◆ DOCUMENT PASSAGE
::::
Aeroméxico Asks Authorities to Terminate Labor ContractsBy Alicia Arizpe | Tue, 01/12/2021 - 12:03
Aeroméxico requested the termination of its agreements with pilot and flight attendant unions as part of the financial restructuration the company has been undergoing due to the COVID-19 crisis. The move, which the airline claims is essential to “face the adverse financial, operational and structural effects on the airline,” comes after weeks of failed negotiations with its labor unions.
Mexico’s flagship airline has been in savings mode since the COVID-19 outbreak drastically shrank demand and cash flow, which forced the airline to file for Chapter 11 bankruptcy protection in June 30 after months of dragging traffic, reported MBN.
Back in April, Grupo Aeroméxico reported that passenger traffic had shrank by 91.1 percent year-on-year. The following months would be similarly slow, with air traffic shrinking by 92.4 percent in May and 86.1 percent in June. In its 2Q20 report, Grupo Aeroméxico indicated an 84.5 percent year-on-year contraction in revenue for a total of MX$2.6 billion (US$120 million).
::::
◆ EXERCISE BRIEF
Decide whether each statement agrees with the Aeroméxico article, and answer yes or no with the article's deciding words quoted: (a) the airline asked to end its union agreements after weeks of successful negotiations; (b) Grupo Aeroméxico's 2Q20 report showed an 84.5 percent year-on-year contraction in revenue; (c) air traffic shrank by 86.1 percent in June. Rely on the text alone.
::::
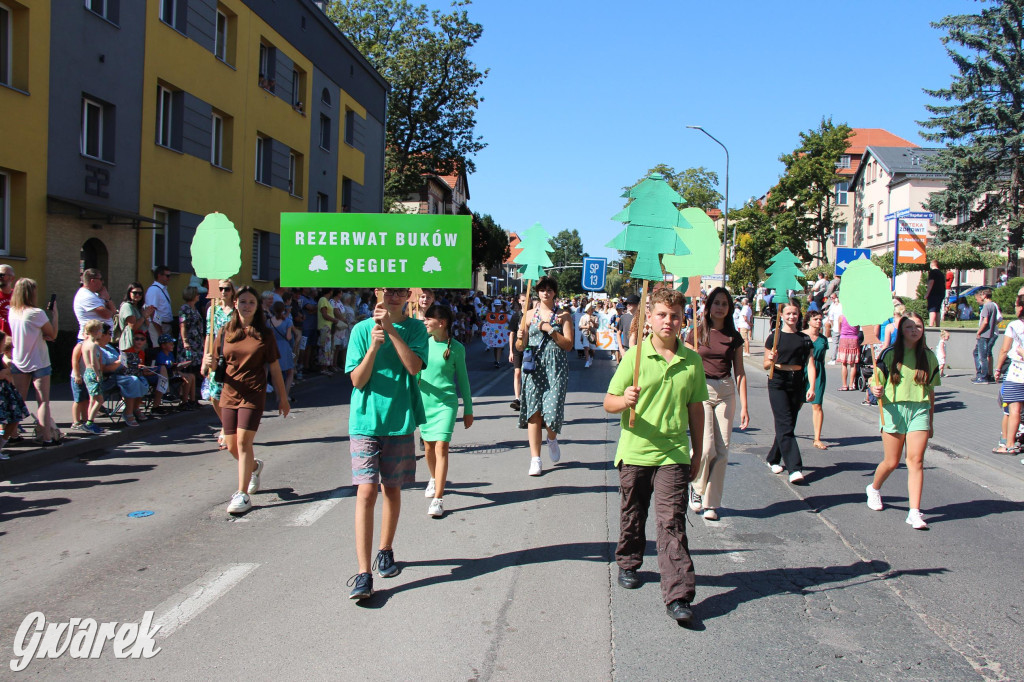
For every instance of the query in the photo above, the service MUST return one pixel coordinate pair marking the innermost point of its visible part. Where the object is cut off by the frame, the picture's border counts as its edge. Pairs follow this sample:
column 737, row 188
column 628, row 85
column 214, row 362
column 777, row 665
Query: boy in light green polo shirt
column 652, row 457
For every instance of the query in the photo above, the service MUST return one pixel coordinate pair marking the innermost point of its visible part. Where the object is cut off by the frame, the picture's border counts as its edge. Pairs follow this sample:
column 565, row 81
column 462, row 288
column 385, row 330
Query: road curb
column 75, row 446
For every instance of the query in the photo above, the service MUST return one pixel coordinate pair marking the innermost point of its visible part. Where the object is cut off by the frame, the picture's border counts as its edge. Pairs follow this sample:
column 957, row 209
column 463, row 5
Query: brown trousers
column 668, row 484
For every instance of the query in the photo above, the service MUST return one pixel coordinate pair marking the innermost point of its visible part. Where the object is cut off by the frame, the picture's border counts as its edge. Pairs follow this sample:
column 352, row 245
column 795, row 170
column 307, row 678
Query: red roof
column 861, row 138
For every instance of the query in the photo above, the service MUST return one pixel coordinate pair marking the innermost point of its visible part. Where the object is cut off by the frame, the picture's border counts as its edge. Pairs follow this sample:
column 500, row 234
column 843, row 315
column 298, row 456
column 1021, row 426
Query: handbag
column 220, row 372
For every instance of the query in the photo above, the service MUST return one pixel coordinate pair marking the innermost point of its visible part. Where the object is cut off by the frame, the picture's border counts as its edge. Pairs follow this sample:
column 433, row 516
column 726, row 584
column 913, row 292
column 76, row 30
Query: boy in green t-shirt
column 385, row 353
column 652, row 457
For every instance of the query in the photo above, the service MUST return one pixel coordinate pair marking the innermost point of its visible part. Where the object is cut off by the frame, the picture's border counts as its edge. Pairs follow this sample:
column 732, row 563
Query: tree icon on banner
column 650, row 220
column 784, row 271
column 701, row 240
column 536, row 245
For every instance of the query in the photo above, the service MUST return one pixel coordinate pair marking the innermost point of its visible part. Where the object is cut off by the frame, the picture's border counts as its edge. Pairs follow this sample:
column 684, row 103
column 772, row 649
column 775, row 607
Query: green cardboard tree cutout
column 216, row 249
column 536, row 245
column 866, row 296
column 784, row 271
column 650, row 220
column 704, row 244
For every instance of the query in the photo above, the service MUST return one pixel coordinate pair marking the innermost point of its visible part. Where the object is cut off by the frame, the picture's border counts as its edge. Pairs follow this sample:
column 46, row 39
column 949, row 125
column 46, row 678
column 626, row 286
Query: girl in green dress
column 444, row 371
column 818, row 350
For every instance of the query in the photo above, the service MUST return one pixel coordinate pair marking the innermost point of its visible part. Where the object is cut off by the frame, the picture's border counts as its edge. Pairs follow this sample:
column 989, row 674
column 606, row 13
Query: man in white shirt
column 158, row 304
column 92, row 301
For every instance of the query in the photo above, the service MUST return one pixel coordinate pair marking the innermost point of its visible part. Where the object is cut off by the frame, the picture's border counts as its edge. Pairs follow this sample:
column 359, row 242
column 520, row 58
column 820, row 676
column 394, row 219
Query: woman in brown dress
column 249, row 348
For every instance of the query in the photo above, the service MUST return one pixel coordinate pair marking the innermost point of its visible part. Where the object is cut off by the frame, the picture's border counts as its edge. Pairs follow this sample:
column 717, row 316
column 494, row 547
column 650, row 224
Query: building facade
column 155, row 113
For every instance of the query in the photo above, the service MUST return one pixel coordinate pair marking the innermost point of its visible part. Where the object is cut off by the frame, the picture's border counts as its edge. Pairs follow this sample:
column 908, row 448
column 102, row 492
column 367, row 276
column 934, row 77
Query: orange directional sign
::::
◆ COMPLETED TASK
(a) No: "comes after weeks of failed negotiations with its labor unions"
(b) Yes: "indicated an 84.5 percent year-on-year contraction in revenue"
(c) Yes: "86.1 percent in June"